____ Document passage
1-darrellpruittBy D. Kellus Pruitt DDS

If HHS successfully persuades Americans to use happy names for its bad ideas, will the cheap trick save electronic health record interoperability which is critical to the success of Obamacare?

Healthcare Lexicon 

According to the government’s modernized healthcare lexicon, doctors have been demoted to “providers,” insurance companies, including Medicare/Medicaid, have been promoted to “payers,” and patients’ position in the hierarchy has diminished from “principals” to “stakeholders” – a rank on par with 3rd parties such as insurers, HHS and other unaccountable parasites.

Wall of Shame

Ominously, HHS recently changed the contentious name “Wall of Shame” to a more innocuous“ breach reporting tool,” to describe the public list of data breaches involving the medical records of more than 500 patients. It turns out that the growing list of major data breaches is unexpectedly shaming  far too many providers and payers – including Medicare/Medicaid. Imagine that!
________
____ Records shown
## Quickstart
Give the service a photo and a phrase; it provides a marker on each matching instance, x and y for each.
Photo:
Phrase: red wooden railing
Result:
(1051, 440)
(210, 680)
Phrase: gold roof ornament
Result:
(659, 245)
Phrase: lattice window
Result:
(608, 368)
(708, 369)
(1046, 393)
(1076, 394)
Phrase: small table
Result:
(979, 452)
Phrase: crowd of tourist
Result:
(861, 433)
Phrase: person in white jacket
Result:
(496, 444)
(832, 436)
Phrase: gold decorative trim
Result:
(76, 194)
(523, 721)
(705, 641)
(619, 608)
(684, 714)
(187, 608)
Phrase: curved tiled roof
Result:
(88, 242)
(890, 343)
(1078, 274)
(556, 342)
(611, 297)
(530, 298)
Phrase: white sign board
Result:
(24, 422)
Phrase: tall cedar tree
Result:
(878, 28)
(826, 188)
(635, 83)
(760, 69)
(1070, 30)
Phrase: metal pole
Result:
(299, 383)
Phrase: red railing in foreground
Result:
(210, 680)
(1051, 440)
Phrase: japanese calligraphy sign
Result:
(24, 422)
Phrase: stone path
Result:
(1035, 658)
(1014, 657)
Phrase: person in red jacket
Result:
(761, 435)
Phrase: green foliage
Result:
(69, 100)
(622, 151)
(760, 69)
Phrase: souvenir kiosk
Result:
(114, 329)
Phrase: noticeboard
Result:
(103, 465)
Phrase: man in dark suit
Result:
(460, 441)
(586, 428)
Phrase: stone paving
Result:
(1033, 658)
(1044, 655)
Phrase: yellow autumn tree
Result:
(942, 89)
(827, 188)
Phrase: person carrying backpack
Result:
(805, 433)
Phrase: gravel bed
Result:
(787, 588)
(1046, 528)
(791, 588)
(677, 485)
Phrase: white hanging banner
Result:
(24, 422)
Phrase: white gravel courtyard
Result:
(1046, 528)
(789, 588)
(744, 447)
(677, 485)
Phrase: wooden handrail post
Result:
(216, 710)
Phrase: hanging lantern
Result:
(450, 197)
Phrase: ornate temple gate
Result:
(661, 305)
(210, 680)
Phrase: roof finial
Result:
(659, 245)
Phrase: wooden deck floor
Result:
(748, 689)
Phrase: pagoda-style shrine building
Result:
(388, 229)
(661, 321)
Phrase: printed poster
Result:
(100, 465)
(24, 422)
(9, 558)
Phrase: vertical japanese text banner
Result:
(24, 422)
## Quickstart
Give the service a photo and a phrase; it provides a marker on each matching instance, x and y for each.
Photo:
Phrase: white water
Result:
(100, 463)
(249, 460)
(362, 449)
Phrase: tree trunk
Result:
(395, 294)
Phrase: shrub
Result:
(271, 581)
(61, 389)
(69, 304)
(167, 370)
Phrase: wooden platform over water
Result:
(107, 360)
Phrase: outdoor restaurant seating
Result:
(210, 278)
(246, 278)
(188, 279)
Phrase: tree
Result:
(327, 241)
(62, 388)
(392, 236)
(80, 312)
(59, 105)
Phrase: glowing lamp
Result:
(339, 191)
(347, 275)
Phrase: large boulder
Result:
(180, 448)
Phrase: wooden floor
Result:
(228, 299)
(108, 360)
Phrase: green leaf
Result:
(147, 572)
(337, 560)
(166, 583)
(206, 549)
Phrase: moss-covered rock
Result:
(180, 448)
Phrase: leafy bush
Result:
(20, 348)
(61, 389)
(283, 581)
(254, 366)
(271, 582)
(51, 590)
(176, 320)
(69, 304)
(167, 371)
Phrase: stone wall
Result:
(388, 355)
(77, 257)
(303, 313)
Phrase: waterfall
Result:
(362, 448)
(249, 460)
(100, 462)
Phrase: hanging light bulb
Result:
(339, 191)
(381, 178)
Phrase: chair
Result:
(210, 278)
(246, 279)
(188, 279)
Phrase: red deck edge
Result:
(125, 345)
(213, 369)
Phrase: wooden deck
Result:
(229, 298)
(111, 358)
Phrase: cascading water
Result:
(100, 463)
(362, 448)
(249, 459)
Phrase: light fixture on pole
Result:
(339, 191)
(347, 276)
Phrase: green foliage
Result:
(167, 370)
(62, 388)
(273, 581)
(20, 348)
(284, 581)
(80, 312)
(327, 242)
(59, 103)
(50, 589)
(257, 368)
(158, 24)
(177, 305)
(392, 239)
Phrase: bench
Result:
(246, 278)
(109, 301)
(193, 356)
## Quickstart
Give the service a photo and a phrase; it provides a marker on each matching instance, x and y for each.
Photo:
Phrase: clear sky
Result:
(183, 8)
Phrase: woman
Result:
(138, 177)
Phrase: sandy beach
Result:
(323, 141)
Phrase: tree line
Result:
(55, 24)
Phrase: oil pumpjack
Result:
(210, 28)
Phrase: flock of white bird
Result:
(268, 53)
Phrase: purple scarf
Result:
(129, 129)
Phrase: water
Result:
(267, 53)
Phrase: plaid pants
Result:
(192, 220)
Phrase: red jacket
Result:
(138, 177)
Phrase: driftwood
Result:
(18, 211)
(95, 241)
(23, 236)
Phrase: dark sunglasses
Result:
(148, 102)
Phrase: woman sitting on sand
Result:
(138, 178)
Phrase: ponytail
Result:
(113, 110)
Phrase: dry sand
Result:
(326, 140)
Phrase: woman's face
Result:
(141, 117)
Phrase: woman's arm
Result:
________
In the healthcare terminology passage, what new name did HHS give the "Wall of Shame"? The rows above are separate material, unconnected to the healthcare terminology passage.

HHS renamed it the "breach reporting tool."